- TASK PROMPT
Copy out the material below, swapping "instance" for "occurrence" wherever it occurs and leaving everything else as it is.

- ROWS
————
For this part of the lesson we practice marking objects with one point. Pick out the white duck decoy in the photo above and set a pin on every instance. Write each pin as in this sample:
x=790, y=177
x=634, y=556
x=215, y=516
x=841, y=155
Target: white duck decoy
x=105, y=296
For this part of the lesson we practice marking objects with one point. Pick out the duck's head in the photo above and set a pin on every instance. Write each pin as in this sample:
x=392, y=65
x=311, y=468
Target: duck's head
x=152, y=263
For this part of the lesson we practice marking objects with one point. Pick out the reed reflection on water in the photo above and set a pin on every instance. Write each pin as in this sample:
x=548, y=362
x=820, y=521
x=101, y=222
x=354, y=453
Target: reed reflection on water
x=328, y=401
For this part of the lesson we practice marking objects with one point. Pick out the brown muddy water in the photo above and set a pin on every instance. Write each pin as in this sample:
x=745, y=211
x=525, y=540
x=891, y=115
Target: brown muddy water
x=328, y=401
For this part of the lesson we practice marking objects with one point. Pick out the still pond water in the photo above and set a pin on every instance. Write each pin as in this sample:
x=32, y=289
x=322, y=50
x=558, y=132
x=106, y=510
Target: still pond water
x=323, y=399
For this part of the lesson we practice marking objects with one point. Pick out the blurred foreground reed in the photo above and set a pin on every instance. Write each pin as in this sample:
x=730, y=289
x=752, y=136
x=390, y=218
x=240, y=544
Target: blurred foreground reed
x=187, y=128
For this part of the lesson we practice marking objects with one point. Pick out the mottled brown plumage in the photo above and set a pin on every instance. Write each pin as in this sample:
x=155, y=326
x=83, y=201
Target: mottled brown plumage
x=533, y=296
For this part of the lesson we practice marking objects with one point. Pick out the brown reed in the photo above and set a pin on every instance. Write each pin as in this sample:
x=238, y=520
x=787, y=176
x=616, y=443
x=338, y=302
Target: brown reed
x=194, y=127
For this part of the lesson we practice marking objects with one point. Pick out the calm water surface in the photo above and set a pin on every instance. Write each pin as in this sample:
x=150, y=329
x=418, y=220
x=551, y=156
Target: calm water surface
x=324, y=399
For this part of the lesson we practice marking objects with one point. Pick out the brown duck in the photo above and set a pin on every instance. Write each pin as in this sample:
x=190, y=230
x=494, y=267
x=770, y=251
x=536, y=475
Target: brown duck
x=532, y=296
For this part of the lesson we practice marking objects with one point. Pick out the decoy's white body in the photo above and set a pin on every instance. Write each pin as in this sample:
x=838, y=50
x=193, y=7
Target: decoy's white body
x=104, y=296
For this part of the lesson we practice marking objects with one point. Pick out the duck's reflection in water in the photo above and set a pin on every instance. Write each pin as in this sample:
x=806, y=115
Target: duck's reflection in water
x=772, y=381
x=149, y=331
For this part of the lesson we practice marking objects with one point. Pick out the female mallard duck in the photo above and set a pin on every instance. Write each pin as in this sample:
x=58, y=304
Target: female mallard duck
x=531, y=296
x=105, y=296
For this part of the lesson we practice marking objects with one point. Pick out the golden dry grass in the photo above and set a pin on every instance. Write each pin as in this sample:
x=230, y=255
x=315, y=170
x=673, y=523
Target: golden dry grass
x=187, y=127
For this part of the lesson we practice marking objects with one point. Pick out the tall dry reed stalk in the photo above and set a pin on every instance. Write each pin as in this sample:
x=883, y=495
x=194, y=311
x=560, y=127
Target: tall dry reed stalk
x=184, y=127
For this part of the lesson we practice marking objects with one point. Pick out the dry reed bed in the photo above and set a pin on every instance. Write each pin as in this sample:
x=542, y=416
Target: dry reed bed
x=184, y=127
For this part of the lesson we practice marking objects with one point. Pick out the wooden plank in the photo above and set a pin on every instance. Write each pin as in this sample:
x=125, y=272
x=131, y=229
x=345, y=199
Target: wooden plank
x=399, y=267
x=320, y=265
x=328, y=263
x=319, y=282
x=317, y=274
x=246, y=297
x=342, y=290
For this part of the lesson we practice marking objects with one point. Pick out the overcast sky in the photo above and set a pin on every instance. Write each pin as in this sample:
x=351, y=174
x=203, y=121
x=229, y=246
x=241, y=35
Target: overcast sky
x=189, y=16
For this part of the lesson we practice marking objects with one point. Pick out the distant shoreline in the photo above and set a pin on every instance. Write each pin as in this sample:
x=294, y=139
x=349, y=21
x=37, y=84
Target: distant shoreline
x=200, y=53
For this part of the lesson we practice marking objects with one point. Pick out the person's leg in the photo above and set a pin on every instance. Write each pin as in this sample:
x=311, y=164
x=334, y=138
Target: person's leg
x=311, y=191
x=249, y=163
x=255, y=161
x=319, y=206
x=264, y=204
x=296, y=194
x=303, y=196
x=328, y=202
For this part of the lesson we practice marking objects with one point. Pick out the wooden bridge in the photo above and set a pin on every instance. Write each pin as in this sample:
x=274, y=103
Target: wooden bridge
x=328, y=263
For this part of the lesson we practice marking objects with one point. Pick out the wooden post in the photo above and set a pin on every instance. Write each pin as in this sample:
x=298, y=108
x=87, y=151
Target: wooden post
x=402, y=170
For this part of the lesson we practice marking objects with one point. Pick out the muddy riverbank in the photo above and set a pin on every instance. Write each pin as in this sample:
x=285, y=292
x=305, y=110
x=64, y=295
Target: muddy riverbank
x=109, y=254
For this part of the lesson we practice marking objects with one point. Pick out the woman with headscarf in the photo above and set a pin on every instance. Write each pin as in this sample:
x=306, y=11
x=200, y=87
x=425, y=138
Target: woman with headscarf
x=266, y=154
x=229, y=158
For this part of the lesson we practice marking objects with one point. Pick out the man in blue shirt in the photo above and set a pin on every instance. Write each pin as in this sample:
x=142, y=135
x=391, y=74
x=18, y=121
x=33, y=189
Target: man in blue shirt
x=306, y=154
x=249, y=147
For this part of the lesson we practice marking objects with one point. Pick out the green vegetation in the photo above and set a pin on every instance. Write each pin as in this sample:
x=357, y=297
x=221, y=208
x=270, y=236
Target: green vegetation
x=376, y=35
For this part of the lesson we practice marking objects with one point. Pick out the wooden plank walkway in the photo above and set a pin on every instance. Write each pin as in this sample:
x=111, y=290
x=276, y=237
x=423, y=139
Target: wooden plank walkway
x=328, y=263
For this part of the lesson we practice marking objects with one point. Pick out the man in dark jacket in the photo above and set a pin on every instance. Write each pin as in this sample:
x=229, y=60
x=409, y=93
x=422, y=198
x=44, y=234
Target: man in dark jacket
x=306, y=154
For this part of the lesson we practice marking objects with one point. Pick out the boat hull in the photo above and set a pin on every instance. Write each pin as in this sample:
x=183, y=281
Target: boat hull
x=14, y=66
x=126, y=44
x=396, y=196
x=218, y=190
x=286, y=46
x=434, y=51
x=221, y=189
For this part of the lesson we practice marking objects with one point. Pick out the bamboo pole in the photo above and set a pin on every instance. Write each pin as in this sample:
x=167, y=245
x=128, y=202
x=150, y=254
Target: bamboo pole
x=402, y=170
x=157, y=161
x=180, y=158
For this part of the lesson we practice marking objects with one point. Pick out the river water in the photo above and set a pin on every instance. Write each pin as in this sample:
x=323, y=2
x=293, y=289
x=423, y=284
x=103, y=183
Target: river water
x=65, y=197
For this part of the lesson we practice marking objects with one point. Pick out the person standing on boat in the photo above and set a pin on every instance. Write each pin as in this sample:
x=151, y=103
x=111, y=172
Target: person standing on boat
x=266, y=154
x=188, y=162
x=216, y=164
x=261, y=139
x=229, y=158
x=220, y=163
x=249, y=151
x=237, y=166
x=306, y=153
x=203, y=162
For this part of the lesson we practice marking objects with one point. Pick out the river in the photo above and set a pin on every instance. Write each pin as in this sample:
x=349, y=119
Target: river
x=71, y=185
————
- COMPLETED TASK
For this part of the lesson we practice marking objects with one point. Pick out the white duck decoy in the photo above and set a pin on every occurrence. Write each pin as in this sample:
x=790, y=177
x=634, y=556
x=215, y=516
x=841, y=155
Target: white duck decoy
x=105, y=296
For this part of the lesson we practice marking objects with one point. Pick out the duck's head in the photo above and set a pin on every occurrence. Write each pin as in this sample:
x=392, y=65
x=311, y=468
Target: duck's head
x=152, y=263
For this part of the lesson we practice marking objects with one point. Pick out the reed reflection on water in the photo above and set a pin on every occurrence. Write each pin as in this sample:
x=548, y=362
x=820, y=521
x=101, y=222
x=354, y=453
Target: reed reflection on water
x=328, y=401
For this part of the lesson we practice marking objects with one point. Pick out the brown muddy water in the photo above and set a pin on every occurrence. Write each pin as in this sample:
x=745, y=211
x=525, y=540
x=891, y=115
Target: brown muddy water
x=328, y=401
For this part of the lesson we practice marking objects with one point. Pick out the still pond water in the photo above and set a pin on every occurrence. Write each pin as in this sample:
x=32, y=289
x=322, y=50
x=558, y=132
x=106, y=510
Target: still pond water
x=323, y=399
For this part of the lesson we practice marking objects with one point. Pick out the blurred foreground reed in the photo above and set a pin on every occurrence. Write each pin as in this sample:
x=730, y=289
x=752, y=136
x=390, y=218
x=240, y=544
Target: blurred foreground reed
x=187, y=128
For this part of the lesson we practice marking objects with one point. Pick out the mottled brown plumage in the photo above and set a pin on every occurrence. Write each pin as in this sample:
x=155, y=326
x=83, y=201
Target: mottled brown plumage
x=533, y=296
For this part of the lesson we practice marking objects with one point. Pick out the brown reed in the photo above and set a pin on every occurrence. Write each pin as in this sample:
x=238, y=520
x=787, y=176
x=616, y=443
x=338, y=302
Target: brown reed
x=194, y=127
For this part of the lesson we practice marking objects with one point. Pick out the calm water surface in the photo above and set a pin on every occurrence. Write each pin as in this sample:
x=150, y=329
x=418, y=220
x=551, y=156
Target: calm water surface
x=324, y=399
For this part of the lesson we practice marking objects with one point. Pick out the brown duck in the photo above and set a pin on every occurrence. Write each pin as in this sample:
x=190, y=230
x=494, y=267
x=770, y=251
x=536, y=475
Target: brown duck
x=532, y=296
For this part of the lesson we practice marking objects with one point. Pick out the decoy's white body in the photo above and set a pin on every occurrence. Write each pin as in this sample:
x=838, y=50
x=193, y=7
Target: decoy's white body
x=104, y=296
For this part of the lesson we practice marking objects with one point. Pick out the duck's reflection in water in the photo above and set a pin on every occurrence. Write each pin as in this sample:
x=806, y=115
Target: duck's reflection in water
x=772, y=381
x=149, y=331
For this part of the lesson we practice marking objects with one point. Pick out the female mallard duck in the photo above and set a pin on every occurrence. Write each pin as in this sample:
x=58, y=304
Target: female mallard duck
x=531, y=296
x=105, y=296
For this part of the lesson we practice marking objects with one point. Pick out the golden dry grass in the photo above and set a pin on every occurrence. Write each pin as in this sample:
x=230, y=255
x=315, y=170
x=673, y=523
Target: golden dry grass
x=187, y=127
For this part of the lesson we practice marking objects with one point. Pick out the tall dry reed stalk in the photo above and set a pin on every occurrence. Write each pin as in this sample:
x=883, y=495
x=194, y=311
x=560, y=127
Target: tall dry reed stalk
x=184, y=127
For this part of the lesson we practice marking objects with one point. Pick out the dry reed bed in the photo above and set a pin on every occurrence. Write each pin as in this sample:
x=542, y=416
Target: dry reed bed
x=184, y=127
For this part of the lesson we practice marking objects with one point. Pick out the wooden plank in the photo above and set a pin on every occurrence. Write each pin as in this sample:
x=125, y=272
x=131, y=229
x=345, y=199
Target: wooden plank
x=399, y=267
x=320, y=265
x=328, y=263
x=319, y=282
x=317, y=274
x=246, y=297
x=342, y=290
For this part of the lesson we practice marking objects with one point. Pick out the overcast sky in the photo above and set a pin on every occurrence. Write each pin as in this sample:
x=351, y=174
x=203, y=121
x=229, y=246
x=241, y=35
Target: overcast sky
x=189, y=16
For this part of the lesson we practice marking objects with one point. Pick out the distant shoreline in the photo above and set a pin on every occurrence. Write each pin as in this sample:
x=294, y=139
x=349, y=21
x=37, y=84
Target: distant shoreline
x=200, y=53
For this part of the lesson we practice marking objects with one point. Pick out the person's leg in the photo above and set a pin on every occurrence. Write each pin as in this sample:
x=311, y=164
x=334, y=138
Target: person's leg
x=311, y=191
x=249, y=163
x=255, y=161
x=319, y=206
x=264, y=204
x=296, y=194
x=303, y=196
x=328, y=202
For this part of the lesson we practice marking objects with one point. Pick out the wooden bridge in the photo above and set a pin on every occurrence. Write each pin as in this sample:
x=274, y=103
Target: wooden bridge
x=328, y=263
For this part of the lesson we practice marking objects with one point. Pick out the wooden post in the photo above and set a pin on every occurrence. Write each pin as in this sample:
x=298, y=108
x=87, y=151
Target: wooden post
x=402, y=170
For this part of the lesson we practice marking objects with one point. Pick out the muddy riverbank in the photo above and set a pin on every occurrence. Write each pin as in this sample:
x=285, y=292
x=305, y=110
x=64, y=295
Target: muddy riverbank
x=109, y=254
For this part of the lesson we practice marking objects with one point. Pick out the woman with headscarf in the photo above and set a pin on every occurrence. Write each pin as in this sample:
x=306, y=11
x=200, y=87
x=425, y=138
Target: woman with headscarf
x=266, y=154
x=229, y=158
For this part of the lesson we practice marking objects with one point. Pick out the man in blue shirt in the photo above and set a pin on every occurrence. Write each pin as in this sample:
x=142, y=135
x=391, y=74
x=18, y=121
x=33, y=189
Target: man in blue shirt
x=306, y=154
x=249, y=147
For this part of the lesson we practice marking objects with one point. Pick out the green vegetation in the photo above and set a pin on every occurrence. Write each pin as in this sample:
x=357, y=297
x=221, y=208
x=270, y=236
Target: green vegetation
x=376, y=35
For this part of the lesson we practice marking objects with one point. Pick out the wooden plank walkway in the photo above and set a pin on every occurrence. Write each pin as in this sample:
x=111, y=290
x=276, y=237
x=423, y=139
Target: wooden plank walkway
x=328, y=263
For this part of the lesson we practice marking objects with one point. Pick out the man in dark jacket in the photo above and set a pin on every occurrence. Write each pin as in this sample:
x=229, y=60
x=409, y=93
x=422, y=198
x=44, y=234
Target: man in dark jacket
x=306, y=154
For this part of the lesson we practice marking objects with one point. Pick out the boat hull in the photo above and set a pin on every occurrence. Write each pin as in this sample:
x=183, y=281
Target: boat hull
x=14, y=66
x=126, y=44
x=396, y=196
x=218, y=190
x=286, y=46
x=434, y=51
x=221, y=189
For this part of the lesson we practice marking objects with one point. Pick out the bamboo pole in the photo above and set a pin on every occurrence. Write each pin as in this sample:
x=167, y=245
x=128, y=202
x=150, y=254
Target: bamboo pole
x=402, y=170
x=157, y=161
x=180, y=158
For this part of the lesson we practice marking objects with one point. Pick out the river water in the photo above and set a pin on every occurrence. Write each pin as in this sample:
x=323, y=2
x=293, y=289
x=423, y=284
x=103, y=183
Target: river water
x=65, y=197
For this part of the lesson we practice marking objects with one point. Pick out the person standing on boat in the photo above and set a pin on every occurrence. Write each pin as in this sample:
x=151, y=103
x=111, y=172
Target: person standing on boat
x=266, y=154
x=188, y=162
x=216, y=164
x=261, y=139
x=229, y=158
x=220, y=163
x=249, y=151
x=237, y=166
x=306, y=153
x=203, y=162
For this part of the lesson we practice marking objects with one point. Pick out the river in the photo above and set a pin on every occurrence. Write each pin as in this sample:
x=349, y=119
Target: river
x=71, y=185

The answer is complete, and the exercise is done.